* What is being asked
Find the line containing "the pink canopy" in the material below; copy that line and all following lines exactly.

(Pointing dataset records)

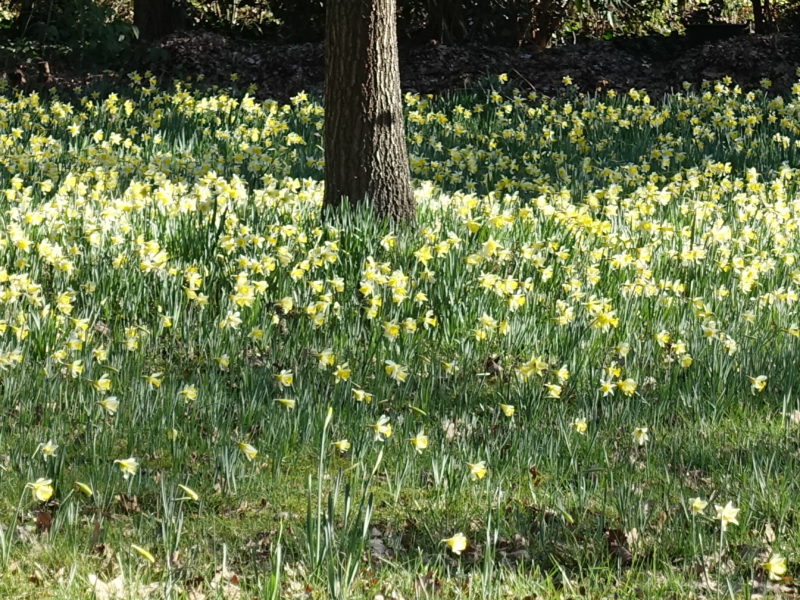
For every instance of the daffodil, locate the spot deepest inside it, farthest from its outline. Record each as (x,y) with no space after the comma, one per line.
(341,445)
(580,425)
(698,505)
(144,553)
(154,379)
(128,466)
(726,515)
(477,470)
(419,441)
(457,543)
(775,567)
(48,449)
(190,494)
(249,451)
(84,488)
(382,428)
(42,489)
(110,404)
(289,403)
(188,392)
(508,409)
(285,378)
(640,435)
(395,371)
(757,384)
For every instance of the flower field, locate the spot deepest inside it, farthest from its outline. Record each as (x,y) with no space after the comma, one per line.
(575,376)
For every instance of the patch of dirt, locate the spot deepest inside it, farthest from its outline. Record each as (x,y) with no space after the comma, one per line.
(657,64)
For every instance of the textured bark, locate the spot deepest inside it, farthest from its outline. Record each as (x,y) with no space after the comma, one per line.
(365,145)
(156,18)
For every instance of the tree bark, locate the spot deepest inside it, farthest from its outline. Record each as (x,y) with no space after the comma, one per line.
(156,18)
(365,145)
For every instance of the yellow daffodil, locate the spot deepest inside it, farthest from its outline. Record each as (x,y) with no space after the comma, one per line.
(457,543)
(698,505)
(144,553)
(285,378)
(128,466)
(190,494)
(395,371)
(382,428)
(419,441)
(508,409)
(775,567)
(757,384)
(726,515)
(580,425)
(110,404)
(42,489)
(249,451)
(341,445)
(640,436)
(84,488)
(477,470)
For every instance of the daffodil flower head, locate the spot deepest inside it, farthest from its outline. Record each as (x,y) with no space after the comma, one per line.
(248,450)
(128,466)
(190,494)
(775,567)
(341,445)
(144,553)
(457,543)
(726,515)
(640,435)
(289,403)
(110,404)
(382,428)
(419,441)
(698,505)
(477,470)
(42,489)
(580,425)
(508,409)
(84,488)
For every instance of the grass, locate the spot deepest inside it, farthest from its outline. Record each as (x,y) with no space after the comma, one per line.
(582,357)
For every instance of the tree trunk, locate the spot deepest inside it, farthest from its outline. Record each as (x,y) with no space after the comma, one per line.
(156,18)
(365,145)
(758,16)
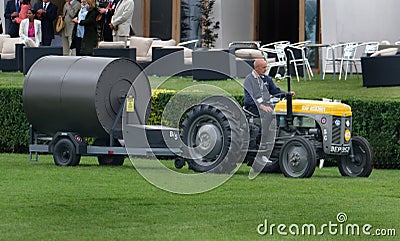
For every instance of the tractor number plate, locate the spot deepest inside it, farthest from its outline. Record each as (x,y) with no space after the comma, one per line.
(340,149)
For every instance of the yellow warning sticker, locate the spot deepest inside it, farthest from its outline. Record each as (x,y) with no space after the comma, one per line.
(130,104)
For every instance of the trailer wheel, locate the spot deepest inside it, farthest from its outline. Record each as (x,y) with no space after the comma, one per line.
(108,160)
(111,160)
(213,137)
(360,165)
(297,158)
(64,153)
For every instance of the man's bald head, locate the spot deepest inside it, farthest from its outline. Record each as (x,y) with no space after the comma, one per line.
(260,66)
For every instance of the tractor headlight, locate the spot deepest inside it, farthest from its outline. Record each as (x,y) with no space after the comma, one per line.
(347,135)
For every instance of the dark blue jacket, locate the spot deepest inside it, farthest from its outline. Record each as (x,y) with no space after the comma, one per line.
(268,85)
(13,30)
(47,19)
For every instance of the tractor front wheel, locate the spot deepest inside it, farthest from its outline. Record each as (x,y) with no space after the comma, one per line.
(297,158)
(64,153)
(359,162)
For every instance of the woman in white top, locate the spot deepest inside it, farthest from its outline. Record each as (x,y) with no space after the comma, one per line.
(30,31)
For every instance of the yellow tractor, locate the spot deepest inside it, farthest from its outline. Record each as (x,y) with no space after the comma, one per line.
(219,134)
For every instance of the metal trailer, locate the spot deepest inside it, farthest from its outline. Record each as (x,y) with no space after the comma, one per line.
(70,99)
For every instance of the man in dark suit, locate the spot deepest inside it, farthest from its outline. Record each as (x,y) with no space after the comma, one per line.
(47,13)
(10,13)
(107,10)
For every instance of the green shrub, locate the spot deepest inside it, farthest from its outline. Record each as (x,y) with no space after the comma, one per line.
(14,128)
(378,121)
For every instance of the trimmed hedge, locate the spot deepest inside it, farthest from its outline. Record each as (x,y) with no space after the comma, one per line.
(378,121)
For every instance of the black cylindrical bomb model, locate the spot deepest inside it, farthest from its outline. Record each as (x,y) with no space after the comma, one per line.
(83,94)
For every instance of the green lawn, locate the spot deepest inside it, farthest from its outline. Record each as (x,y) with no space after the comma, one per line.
(314,89)
(40,201)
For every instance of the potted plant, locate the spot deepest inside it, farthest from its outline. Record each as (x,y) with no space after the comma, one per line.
(208,23)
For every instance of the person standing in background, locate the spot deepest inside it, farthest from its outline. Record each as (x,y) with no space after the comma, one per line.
(107,13)
(30,30)
(121,21)
(23,12)
(47,13)
(86,28)
(70,9)
(11,12)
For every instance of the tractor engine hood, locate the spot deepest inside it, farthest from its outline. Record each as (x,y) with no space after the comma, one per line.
(316,107)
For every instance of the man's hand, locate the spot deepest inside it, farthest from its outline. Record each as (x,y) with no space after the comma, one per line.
(266,108)
(115,28)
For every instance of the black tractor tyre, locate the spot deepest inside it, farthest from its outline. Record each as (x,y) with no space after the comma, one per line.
(108,160)
(297,158)
(362,163)
(64,153)
(205,124)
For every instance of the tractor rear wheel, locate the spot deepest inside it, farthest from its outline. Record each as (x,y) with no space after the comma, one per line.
(360,163)
(212,136)
(64,153)
(297,158)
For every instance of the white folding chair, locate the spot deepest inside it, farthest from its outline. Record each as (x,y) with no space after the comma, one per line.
(300,61)
(348,58)
(277,48)
(332,56)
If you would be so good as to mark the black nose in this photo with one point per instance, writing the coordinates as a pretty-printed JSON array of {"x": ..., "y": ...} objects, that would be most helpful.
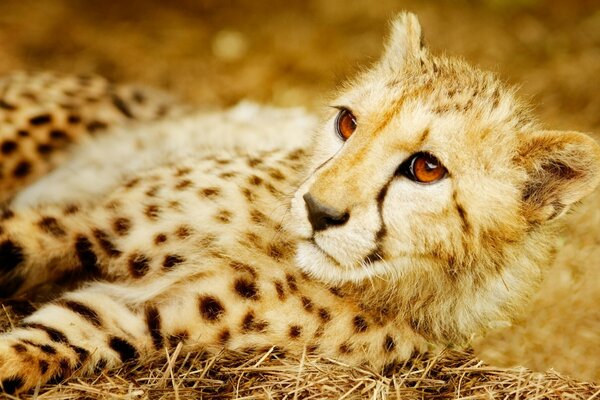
[{"x": 321, "y": 216}]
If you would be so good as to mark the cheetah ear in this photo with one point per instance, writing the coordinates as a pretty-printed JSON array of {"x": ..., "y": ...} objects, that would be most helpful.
[
  {"x": 562, "y": 168},
  {"x": 405, "y": 41}
]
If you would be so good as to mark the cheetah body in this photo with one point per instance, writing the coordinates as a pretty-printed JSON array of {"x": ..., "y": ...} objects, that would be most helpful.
[{"x": 193, "y": 229}]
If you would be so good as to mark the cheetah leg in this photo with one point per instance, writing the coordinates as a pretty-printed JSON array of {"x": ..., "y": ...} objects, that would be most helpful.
[
  {"x": 44, "y": 114},
  {"x": 50, "y": 244}
]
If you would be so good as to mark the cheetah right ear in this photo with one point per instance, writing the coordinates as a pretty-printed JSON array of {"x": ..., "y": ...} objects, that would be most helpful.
[
  {"x": 562, "y": 168},
  {"x": 405, "y": 41}
]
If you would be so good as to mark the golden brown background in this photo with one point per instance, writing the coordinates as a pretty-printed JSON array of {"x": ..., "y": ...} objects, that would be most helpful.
[{"x": 213, "y": 53}]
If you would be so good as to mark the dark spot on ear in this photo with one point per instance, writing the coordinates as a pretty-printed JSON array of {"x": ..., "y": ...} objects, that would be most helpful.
[
  {"x": 153, "y": 321},
  {"x": 291, "y": 281},
  {"x": 279, "y": 289},
  {"x": 307, "y": 304},
  {"x": 139, "y": 264},
  {"x": 360, "y": 324},
  {"x": 211, "y": 309},
  {"x": 172, "y": 260},
  {"x": 11, "y": 255},
  {"x": 125, "y": 349},
  {"x": 324, "y": 315},
  {"x": 50, "y": 225},
  {"x": 22, "y": 169},
  {"x": 87, "y": 257},
  {"x": 103, "y": 240},
  {"x": 11, "y": 385},
  {"x": 41, "y": 119},
  {"x": 8, "y": 147},
  {"x": 83, "y": 311},
  {"x": 295, "y": 331},
  {"x": 121, "y": 226},
  {"x": 246, "y": 289}
]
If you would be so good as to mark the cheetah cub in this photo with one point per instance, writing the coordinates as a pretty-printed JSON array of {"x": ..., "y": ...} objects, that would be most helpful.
[{"x": 422, "y": 210}]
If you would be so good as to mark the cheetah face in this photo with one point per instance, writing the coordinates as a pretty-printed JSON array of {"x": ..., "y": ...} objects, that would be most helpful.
[{"x": 426, "y": 167}]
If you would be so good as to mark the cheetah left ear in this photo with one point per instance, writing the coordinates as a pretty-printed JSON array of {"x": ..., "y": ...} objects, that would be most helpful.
[
  {"x": 562, "y": 168},
  {"x": 405, "y": 41}
]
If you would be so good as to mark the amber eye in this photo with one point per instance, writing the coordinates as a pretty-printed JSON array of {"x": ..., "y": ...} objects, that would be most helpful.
[
  {"x": 423, "y": 168},
  {"x": 345, "y": 124}
]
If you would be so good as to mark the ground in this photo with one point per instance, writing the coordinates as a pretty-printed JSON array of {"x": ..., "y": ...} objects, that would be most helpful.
[{"x": 214, "y": 53}]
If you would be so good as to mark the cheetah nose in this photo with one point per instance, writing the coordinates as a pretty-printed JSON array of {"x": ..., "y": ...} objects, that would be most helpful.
[{"x": 321, "y": 216}]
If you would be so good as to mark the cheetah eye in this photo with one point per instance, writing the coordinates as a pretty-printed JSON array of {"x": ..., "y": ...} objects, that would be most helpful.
[
  {"x": 345, "y": 124},
  {"x": 423, "y": 168}
]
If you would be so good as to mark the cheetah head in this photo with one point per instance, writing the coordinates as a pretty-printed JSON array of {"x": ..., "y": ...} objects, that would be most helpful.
[{"x": 435, "y": 193}]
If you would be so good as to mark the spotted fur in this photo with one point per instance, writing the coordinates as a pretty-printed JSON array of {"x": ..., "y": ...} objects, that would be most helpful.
[{"x": 196, "y": 231}]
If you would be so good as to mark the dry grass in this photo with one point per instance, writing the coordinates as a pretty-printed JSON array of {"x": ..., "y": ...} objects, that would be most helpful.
[{"x": 449, "y": 374}]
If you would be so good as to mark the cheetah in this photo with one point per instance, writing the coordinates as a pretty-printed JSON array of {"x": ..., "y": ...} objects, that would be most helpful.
[{"x": 420, "y": 209}]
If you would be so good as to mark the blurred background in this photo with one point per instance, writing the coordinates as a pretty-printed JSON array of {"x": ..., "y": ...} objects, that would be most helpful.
[{"x": 213, "y": 53}]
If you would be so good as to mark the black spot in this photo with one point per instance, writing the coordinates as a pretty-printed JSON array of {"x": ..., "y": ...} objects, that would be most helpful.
[
  {"x": 43, "y": 364},
  {"x": 54, "y": 334},
  {"x": 121, "y": 226},
  {"x": 279, "y": 289},
  {"x": 388, "y": 344},
  {"x": 46, "y": 348},
  {"x": 7, "y": 106},
  {"x": 295, "y": 331},
  {"x": 246, "y": 289},
  {"x": 44, "y": 148},
  {"x": 87, "y": 257},
  {"x": 324, "y": 315},
  {"x": 19, "y": 348},
  {"x": 41, "y": 119},
  {"x": 152, "y": 211},
  {"x": 360, "y": 324},
  {"x": 122, "y": 106},
  {"x": 22, "y": 169},
  {"x": 171, "y": 260},
  {"x": 211, "y": 309},
  {"x": 250, "y": 324},
  {"x": 138, "y": 265},
  {"x": 83, "y": 310},
  {"x": 50, "y": 225},
  {"x": 125, "y": 349},
  {"x": 103, "y": 240},
  {"x": 291, "y": 281},
  {"x": 160, "y": 238},
  {"x": 11, "y": 385},
  {"x": 95, "y": 126},
  {"x": 11, "y": 255},
  {"x": 307, "y": 304},
  {"x": 8, "y": 146},
  {"x": 74, "y": 119},
  {"x": 153, "y": 321},
  {"x": 58, "y": 135},
  {"x": 345, "y": 348}
]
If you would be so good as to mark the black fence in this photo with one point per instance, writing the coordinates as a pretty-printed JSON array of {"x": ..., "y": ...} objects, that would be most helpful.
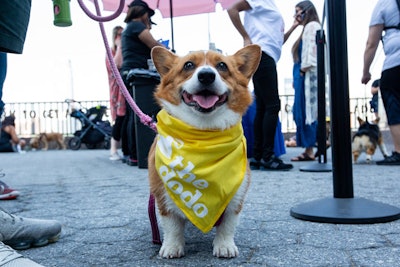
[{"x": 33, "y": 118}]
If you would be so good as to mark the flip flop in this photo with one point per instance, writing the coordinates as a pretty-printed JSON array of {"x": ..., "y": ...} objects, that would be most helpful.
[{"x": 303, "y": 157}]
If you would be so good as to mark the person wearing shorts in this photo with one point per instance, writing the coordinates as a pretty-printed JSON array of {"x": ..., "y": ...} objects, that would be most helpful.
[{"x": 386, "y": 19}]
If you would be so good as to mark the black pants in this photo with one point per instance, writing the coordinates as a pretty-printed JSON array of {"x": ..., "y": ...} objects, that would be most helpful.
[{"x": 265, "y": 82}]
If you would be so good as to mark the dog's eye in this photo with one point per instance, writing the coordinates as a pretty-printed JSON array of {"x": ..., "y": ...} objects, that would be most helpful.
[
  {"x": 222, "y": 66},
  {"x": 188, "y": 65}
]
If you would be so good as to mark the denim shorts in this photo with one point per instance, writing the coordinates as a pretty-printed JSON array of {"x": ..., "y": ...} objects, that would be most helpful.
[{"x": 390, "y": 91}]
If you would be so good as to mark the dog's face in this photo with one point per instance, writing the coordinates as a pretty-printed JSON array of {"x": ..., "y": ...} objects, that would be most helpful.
[
  {"x": 370, "y": 129},
  {"x": 366, "y": 139},
  {"x": 34, "y": 143},
  {"x": 206, "y": 89}
]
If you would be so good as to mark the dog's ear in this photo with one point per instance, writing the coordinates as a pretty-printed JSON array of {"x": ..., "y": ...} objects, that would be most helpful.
[
  {"x": 163, "y": 59},
  {"x": 248, "y": 59}
]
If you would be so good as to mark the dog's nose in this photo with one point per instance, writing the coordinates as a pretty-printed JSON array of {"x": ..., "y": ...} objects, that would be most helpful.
[{"x": 206, "y": 76}]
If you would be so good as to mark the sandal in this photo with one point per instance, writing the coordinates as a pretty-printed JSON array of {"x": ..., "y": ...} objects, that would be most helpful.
[{"x": 303, "y": 157}]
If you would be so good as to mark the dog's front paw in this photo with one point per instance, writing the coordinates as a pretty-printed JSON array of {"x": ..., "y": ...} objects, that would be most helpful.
[
  {"x": 225, "y": 249},
  {"x": 171, "y": 251}
]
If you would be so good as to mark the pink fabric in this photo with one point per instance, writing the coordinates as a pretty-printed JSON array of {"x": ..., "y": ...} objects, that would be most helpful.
[
  {"x": 180, "y": 7},
  {"x": 117, "y": 99}
]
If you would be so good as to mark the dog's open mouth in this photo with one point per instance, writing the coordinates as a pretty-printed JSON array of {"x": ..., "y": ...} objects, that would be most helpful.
[{"x": 205, "y": 100}]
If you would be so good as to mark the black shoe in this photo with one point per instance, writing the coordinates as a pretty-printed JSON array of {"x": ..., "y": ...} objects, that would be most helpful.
[
  {"x": 275, "y": 164},
  {"x": 393, "y": 160},
  {"x": 254, "y": 164}
]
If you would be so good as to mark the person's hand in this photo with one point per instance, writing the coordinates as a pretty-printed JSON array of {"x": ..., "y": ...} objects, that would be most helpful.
[
  {"x": 366, "y": 78},
  {"x": 247, "y": 41},
  {"x": 295, "y": 24}
]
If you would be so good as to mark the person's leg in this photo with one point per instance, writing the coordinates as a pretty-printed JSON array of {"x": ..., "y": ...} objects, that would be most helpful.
[
  {"x": 3, "y": 73},
  {"x": 267, "y": 96},
  {"x": 266, "y": 90},
  {"x": 390, "y": 91}
]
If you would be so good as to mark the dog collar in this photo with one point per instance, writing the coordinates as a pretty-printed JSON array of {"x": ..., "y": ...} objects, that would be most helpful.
[{"x": 201, "y": 169}]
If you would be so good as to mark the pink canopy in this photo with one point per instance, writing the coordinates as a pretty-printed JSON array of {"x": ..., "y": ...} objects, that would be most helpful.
[{"x": 179, "y": 8}]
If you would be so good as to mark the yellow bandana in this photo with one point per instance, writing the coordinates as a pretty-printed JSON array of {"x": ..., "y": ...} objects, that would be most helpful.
[{"x": 201, "y": 169}]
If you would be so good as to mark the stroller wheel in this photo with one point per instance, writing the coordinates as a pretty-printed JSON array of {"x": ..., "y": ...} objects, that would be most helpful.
[
  {"x": 107, "y": 143},
  {"x": 74, "y": 143}
]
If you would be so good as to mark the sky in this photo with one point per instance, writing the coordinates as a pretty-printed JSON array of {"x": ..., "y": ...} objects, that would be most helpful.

* Response to the task
If you would be so good as to mark the pink canopy in this photo with one point per instance, writing the coordinates as a pretty-printed JSON array of {"x": ..., "y": ...} objects, that would be most helpful.
[{"x": 179, "y": 8}]
If you would be so good as to mark the yellow bandana in this photo with one point per instance, writing the coordinates as a pretty-printed JSON array of {"x": ..., "y": ...} objects, that would be most helpful.
[{"x": 201, "y": 169}]
If you would be so good as to mark the stroller wheel in this photo with one point per instance, writing the coordinates as a pretty-printed JSON array of {"x": ..., "y": ...} objects, that would be most helpful.
[
  {"x": 107, "y": 143},
  {"x": 74, "y": 143}
]
If you would be so good as to mark the sky in this photo with one point per instance, writing the coordinates as a pretty-printed JSON array of {"x": ..., "y": ...} objects, that would be most helpful.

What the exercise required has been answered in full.